*DIRECTION*:
Rewrite everything below, from the line containing "Identify each instance of the white trailer" down to the end of the entries, keeping the wording as is but increasing each number in the coordinate pairs by 46.

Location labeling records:
..............................

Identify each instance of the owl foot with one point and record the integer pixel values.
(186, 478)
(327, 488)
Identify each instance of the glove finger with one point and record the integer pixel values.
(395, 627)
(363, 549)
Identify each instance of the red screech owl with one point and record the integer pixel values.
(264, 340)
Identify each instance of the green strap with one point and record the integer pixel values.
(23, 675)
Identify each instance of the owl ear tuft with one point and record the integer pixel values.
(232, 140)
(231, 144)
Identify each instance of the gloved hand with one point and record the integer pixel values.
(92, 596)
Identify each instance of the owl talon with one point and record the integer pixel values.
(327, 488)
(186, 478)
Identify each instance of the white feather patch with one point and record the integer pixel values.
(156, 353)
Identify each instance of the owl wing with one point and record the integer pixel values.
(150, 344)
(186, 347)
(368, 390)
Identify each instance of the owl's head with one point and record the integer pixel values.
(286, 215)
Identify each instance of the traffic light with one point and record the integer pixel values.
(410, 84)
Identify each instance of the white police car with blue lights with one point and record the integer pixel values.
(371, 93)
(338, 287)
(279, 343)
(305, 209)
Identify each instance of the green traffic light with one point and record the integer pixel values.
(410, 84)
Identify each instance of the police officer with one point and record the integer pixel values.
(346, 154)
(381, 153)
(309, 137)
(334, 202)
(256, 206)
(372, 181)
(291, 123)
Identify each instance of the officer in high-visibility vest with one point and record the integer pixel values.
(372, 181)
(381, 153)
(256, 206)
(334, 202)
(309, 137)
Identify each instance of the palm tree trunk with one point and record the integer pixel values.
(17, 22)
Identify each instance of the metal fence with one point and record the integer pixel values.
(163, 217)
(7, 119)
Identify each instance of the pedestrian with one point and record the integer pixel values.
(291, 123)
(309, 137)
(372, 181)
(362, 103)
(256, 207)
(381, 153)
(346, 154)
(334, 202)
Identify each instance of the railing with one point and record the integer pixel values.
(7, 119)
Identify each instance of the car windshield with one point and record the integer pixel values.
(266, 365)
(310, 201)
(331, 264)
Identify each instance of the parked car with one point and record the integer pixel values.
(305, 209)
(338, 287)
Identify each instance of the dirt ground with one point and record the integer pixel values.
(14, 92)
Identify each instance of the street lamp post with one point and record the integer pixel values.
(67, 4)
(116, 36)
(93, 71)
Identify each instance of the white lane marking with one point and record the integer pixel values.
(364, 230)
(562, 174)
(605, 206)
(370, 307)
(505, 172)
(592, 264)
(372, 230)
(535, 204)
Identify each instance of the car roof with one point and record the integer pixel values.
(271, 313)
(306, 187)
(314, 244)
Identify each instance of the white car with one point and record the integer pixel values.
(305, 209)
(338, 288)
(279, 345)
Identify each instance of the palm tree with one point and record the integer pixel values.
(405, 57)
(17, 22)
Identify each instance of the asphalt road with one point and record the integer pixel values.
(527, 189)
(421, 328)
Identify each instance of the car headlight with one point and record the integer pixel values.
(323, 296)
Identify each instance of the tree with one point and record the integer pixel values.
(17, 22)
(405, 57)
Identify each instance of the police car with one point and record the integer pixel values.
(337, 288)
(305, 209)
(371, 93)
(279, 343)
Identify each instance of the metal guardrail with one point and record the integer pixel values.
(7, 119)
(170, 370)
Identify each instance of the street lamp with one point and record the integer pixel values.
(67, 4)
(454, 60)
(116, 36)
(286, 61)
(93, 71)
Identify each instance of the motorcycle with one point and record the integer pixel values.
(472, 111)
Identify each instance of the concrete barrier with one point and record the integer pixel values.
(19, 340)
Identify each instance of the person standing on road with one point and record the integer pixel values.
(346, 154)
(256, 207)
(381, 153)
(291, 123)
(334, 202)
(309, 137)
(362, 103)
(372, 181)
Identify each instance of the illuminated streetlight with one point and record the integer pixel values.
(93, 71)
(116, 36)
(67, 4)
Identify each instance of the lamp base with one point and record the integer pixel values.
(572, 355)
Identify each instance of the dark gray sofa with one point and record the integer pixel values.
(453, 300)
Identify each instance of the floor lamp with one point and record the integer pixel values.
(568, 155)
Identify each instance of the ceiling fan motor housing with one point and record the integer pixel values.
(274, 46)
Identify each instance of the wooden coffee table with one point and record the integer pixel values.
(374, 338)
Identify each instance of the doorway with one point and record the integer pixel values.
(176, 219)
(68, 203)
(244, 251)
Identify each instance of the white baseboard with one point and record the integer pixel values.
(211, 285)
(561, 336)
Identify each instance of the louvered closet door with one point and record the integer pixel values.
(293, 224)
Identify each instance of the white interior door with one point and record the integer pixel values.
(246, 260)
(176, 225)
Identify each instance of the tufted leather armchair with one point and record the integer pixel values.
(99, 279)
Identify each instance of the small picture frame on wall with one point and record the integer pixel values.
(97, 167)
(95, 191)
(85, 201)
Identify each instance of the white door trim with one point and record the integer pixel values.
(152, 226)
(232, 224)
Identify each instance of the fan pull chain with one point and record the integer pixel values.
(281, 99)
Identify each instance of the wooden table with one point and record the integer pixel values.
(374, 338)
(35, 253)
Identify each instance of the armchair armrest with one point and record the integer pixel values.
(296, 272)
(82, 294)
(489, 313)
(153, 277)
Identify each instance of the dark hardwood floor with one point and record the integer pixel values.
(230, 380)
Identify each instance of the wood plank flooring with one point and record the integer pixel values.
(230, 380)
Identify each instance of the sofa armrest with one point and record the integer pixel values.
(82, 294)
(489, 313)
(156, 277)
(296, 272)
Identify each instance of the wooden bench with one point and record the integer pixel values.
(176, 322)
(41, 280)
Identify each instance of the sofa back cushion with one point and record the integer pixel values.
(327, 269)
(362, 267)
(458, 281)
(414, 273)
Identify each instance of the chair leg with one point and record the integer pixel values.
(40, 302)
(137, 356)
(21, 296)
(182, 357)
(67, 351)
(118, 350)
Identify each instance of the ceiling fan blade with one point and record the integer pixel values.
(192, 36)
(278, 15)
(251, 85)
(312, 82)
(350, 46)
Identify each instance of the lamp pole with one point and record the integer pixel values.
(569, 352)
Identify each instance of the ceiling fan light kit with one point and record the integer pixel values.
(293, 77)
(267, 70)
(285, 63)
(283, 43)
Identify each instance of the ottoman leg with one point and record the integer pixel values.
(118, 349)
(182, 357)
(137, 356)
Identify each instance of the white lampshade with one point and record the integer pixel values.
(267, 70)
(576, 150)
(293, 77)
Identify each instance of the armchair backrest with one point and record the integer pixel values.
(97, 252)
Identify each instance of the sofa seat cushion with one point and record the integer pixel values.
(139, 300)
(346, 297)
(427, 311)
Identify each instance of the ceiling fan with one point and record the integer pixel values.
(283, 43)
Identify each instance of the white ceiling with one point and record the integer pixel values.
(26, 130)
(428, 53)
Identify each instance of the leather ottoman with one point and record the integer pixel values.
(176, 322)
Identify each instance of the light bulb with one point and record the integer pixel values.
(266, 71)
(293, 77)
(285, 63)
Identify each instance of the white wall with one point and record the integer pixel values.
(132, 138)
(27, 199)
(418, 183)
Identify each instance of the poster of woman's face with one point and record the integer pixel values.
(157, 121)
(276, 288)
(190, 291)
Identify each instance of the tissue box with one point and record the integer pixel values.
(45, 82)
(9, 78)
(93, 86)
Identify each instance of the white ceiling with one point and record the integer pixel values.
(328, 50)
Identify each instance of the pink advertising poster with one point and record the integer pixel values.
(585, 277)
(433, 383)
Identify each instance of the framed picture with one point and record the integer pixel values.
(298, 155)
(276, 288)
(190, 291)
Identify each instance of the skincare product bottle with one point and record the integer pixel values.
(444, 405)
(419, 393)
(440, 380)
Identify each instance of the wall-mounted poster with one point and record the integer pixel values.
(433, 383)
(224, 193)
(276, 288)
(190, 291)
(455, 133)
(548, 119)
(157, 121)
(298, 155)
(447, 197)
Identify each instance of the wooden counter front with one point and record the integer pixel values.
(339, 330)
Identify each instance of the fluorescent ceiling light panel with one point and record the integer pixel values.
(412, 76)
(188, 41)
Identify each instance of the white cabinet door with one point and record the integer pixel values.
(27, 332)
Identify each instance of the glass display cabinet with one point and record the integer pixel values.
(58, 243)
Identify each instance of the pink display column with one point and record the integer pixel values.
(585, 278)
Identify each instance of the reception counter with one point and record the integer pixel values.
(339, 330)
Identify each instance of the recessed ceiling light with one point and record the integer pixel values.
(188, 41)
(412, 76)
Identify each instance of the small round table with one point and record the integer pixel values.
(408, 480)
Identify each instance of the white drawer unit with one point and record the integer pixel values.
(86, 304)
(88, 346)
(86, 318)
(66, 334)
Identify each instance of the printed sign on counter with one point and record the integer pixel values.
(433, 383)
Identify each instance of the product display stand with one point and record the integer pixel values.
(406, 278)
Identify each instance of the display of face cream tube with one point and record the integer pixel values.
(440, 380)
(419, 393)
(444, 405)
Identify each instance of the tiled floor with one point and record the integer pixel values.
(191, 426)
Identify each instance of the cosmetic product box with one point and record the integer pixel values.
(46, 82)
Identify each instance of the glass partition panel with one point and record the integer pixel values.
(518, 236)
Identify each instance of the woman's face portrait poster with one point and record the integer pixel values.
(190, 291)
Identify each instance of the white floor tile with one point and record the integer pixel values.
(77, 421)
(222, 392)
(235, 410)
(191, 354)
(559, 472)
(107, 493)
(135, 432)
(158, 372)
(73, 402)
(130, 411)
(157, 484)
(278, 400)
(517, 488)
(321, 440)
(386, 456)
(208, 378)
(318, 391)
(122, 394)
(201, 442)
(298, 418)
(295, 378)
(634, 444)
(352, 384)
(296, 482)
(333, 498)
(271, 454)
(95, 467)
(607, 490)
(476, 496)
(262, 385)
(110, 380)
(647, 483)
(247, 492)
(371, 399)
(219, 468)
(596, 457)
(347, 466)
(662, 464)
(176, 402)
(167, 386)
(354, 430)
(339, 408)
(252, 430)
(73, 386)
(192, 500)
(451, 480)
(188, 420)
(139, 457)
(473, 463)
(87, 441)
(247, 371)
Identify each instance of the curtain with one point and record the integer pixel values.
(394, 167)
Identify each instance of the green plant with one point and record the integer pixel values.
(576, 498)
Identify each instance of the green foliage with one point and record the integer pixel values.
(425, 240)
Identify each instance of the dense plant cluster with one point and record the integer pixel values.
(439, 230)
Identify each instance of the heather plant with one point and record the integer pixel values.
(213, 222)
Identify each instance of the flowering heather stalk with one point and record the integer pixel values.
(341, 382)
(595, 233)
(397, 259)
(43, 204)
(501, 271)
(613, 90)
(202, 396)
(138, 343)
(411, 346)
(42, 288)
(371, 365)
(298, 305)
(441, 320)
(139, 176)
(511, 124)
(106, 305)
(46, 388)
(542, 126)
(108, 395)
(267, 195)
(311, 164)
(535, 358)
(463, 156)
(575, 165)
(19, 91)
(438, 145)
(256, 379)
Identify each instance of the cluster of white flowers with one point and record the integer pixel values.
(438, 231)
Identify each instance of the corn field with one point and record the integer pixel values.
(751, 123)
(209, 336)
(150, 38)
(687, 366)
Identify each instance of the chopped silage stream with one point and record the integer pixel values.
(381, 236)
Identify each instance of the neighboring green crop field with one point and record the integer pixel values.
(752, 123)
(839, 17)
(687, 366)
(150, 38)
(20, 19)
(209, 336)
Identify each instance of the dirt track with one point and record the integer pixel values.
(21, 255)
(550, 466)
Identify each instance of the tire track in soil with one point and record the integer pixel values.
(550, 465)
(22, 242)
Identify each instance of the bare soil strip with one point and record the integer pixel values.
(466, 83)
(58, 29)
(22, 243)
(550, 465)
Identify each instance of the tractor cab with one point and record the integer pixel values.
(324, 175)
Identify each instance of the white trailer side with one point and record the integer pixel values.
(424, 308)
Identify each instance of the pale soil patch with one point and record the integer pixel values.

..............................

*ANSWER TO THIS EXERCISE*:
Identify each instance of the white trailer side with one point and record the integer pixel values.
(470, 354)
Identify each instance of the pale soil patch with one point and record the integer pixel values.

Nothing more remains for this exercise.